Iron Man 3: The Series Drones On

In this third foray of the man in the Iron Suit with a weak heart but a strong libido, female characters fare a bit better than they did in the first two Iron Man films. Pepper Potts (played by Gwyneth Paltrow, she is Iron Man/Tony Stark’s girlfriend and the CEO of his company, Stark Industries) actually gets to do some saving of her own and dons the Iron Suit for a bit. In fact, one review frames the movie as allowing for “Pepper’s superheroic debut.”

However, her character arc doesn’t ultimately move too far astray from various typical female tropes—fashion-savvy boss, clingy girlfriend and damsel in distress. In her white, tight power suit moments at Stark Industries (a multinational corporation that develops weapons and defense technology), Pepper fails to see Killian (played by Guy Pearce) for the villain he is, instead focusing on the fact he had the hots for her. And her killjoy girlfriend moments are even worse.

She and Tony have moved in together, and in an early scene she comes home to find her Christmas present in the driveway: an enormous stuffed bunny with enormous breasts to match (an apt metaphor for how females tend to be portrayed in the Iron Man series). Once inside, Iron Man sits with dinner and wine waiting, a seemingly romantic welcome home. But we soon learn that Tony is not in the suit—no, he is down in the basement tinkering with his growing bastion of iron men. Pepper is angry that all he cares about is his boy-toy basement filled with technological gadgetry. But rather than framing Tony as a cad, Pepper is positioned as a nagging girlfriend who fails to see the importance of his work. Yawn.

When Pepper finally lures him out of his man-cave by insisting he join her in the shower, a scene soon after has ominous undercurrents of domestic violence. Tony is dreaming/sleepwalking and she wakes to find him/one of his suits in a murderous pose above her, and shouts “Tony!” to wake him before he attacks. As in the earlier scene, he again is not in the suit. Livid, Pepper goes to sleep downstairs. Here, we are encouraged to feel sorry for the poor, tortured Tony Stark, as we are in so many scenes, and to see Pepper as the too-demanding, overly self-centered girlfriend.

The fact that we never know if Tony is actually inside the iron suit has worrying symbolic implications. Is he the man behind the mask/suit, or is the suit (which is a weapon) the “real” Tony? The blurring between human and superhero is, of course, a common theme of the genre, but in the scenes with Pepper in which the suit has no hero in it, it is not about what part of Tony is human and what is beyond human—it is more about pulling one over on his girlfriend so he can continue to play with his man-gadgetry, or about condoning the threat of violence because it wasn’t him, it was his iron suit.

While Paltrow argues the film puts Pepper on equal ground with Tony, leading one critic to enthuse,

It’s great to hear her frame the plot point not just as something that’s cool visually, but as a subversion and necessary refutation of the damsel in distress trope; an important framing of Pepper as Tony’s equal, not just Tony’s girlfriend.

I would counter that while the film may do this for a few frames here and there, it ultimately still holds up the male as savior and female as in-need-of-saving model—especially in the 2nd half of the film when Pepper is captured by Killian.

= LISTED RECORDS =
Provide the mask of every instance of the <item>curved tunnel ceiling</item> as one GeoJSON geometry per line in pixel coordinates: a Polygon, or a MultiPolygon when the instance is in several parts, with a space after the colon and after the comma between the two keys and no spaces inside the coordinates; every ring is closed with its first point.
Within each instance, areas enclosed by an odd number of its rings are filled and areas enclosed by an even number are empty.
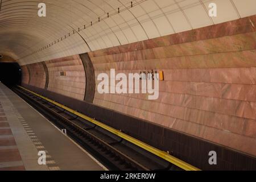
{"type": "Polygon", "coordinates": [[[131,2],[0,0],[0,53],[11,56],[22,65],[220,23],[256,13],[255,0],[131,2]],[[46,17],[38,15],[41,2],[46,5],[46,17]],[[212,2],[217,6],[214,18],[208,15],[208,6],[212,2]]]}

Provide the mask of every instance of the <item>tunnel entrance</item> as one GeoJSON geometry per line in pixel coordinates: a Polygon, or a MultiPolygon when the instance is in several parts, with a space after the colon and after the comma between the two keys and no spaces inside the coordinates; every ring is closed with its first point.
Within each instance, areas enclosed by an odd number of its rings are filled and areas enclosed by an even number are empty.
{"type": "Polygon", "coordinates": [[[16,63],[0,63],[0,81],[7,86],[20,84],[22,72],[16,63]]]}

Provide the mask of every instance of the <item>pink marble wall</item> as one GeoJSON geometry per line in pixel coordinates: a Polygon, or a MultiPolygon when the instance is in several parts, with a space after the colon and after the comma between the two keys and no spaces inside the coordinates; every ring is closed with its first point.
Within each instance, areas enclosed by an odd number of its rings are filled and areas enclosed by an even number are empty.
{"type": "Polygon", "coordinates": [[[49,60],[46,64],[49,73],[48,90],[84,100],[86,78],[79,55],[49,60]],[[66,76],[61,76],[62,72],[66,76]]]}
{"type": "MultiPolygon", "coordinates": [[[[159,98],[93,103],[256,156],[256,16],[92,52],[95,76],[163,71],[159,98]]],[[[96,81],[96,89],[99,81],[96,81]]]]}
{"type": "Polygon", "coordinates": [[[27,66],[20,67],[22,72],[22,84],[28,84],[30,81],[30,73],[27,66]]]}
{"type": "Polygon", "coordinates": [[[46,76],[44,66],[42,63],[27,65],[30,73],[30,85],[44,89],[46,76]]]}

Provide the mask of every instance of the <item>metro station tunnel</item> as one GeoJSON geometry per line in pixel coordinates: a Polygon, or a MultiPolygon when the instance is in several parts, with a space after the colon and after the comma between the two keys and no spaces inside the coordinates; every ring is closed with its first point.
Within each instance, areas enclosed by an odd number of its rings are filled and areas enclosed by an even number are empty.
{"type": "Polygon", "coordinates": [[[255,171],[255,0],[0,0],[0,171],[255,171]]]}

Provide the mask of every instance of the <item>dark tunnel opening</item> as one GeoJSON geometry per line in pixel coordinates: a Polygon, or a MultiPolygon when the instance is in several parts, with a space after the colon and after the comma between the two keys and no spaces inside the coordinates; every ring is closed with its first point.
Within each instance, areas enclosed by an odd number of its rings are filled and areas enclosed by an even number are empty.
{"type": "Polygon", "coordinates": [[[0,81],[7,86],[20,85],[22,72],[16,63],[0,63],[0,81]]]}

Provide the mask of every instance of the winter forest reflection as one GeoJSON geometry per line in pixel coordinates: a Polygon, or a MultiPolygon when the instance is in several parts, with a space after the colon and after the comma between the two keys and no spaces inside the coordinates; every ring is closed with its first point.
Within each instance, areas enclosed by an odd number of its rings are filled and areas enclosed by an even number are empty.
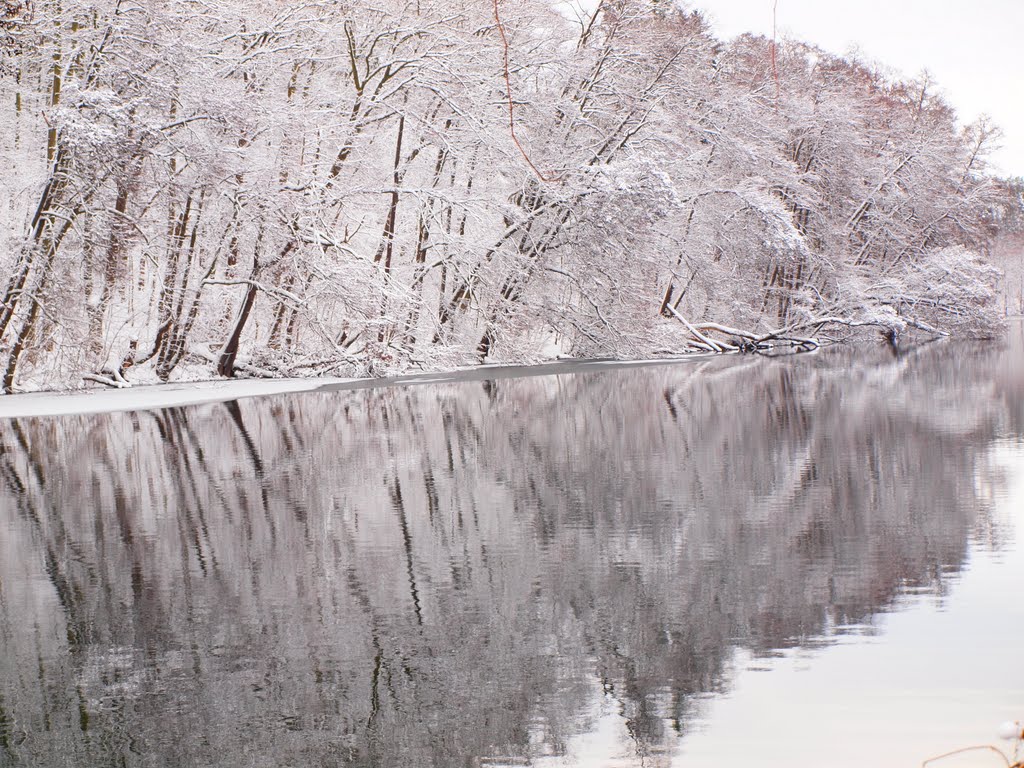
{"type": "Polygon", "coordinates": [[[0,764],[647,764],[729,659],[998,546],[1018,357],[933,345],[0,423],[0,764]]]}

* * *

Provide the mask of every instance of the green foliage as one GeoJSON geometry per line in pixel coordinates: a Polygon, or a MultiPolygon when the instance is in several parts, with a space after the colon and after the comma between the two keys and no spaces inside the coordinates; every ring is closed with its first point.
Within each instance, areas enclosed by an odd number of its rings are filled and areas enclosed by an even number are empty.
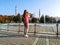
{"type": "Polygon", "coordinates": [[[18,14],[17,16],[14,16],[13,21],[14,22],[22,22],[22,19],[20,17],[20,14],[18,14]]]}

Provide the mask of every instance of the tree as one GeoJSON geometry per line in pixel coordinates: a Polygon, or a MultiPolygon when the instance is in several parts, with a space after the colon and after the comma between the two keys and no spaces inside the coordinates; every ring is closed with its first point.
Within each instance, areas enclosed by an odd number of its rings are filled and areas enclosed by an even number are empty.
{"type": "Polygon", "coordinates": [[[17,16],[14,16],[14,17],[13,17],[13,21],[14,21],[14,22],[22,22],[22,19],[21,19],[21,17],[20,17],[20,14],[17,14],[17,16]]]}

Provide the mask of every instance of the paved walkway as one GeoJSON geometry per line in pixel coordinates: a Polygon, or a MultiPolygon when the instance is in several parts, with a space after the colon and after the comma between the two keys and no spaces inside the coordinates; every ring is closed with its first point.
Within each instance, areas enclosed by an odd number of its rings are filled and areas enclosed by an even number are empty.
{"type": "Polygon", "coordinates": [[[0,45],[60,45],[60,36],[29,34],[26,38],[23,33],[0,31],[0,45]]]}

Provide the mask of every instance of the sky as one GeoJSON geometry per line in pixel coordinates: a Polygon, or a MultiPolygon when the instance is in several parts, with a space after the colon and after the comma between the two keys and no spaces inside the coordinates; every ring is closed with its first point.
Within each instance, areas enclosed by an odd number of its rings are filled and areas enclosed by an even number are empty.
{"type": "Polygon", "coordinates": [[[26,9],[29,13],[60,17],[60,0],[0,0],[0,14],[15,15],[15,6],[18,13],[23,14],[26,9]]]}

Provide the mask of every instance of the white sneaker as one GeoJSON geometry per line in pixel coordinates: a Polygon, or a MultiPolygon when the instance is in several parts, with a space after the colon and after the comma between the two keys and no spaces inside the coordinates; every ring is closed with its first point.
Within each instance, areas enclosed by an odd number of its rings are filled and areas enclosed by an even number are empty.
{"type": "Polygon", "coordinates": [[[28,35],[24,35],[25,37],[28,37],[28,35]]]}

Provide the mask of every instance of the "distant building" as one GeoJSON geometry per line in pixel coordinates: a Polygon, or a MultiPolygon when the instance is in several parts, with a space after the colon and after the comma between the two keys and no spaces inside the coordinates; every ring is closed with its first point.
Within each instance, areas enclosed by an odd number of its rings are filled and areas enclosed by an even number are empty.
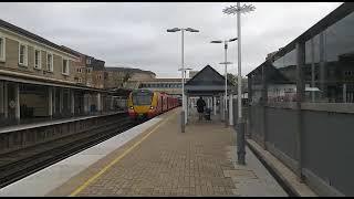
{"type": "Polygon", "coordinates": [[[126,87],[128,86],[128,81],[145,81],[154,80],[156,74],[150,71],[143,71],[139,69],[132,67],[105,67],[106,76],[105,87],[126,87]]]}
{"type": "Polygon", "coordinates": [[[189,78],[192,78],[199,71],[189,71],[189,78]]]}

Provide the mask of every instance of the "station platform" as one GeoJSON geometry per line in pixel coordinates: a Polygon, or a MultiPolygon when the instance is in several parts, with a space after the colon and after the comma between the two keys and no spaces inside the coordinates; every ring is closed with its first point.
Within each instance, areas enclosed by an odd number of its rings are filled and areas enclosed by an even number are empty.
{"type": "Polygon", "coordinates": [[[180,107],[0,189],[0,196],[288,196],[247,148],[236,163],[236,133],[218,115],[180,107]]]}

= TASKS =
1: According to the Iron Man 3 review, what company is Pepper Potts the CEO of?
2: Reproduce, word for word, the part of the Iron Man 3 review that opens with the words containing "While Paltrow argues" and closes with "captured by Killian.".

= RESPONSES BY ITEM NUMBER =
1: Stark Industries

2:
While Paltrow argues the film puts Pepper on equal ground with Tony, leading one critic to enthuse,

It’s great to hear her frame the plot point not just as something that’s cool visually, but as a subversion and necessary refutation of the damsel in distress trope; an important framing of Pepper as Tony’s equal, not just Tony’s girlfriend.

I would counter that while the film may do this for a few frames here and there, it ultimately still holds up the male as savior and female as in-need-of-saving model—especially in the 2nd half of the film when Pepper is captured by Killian.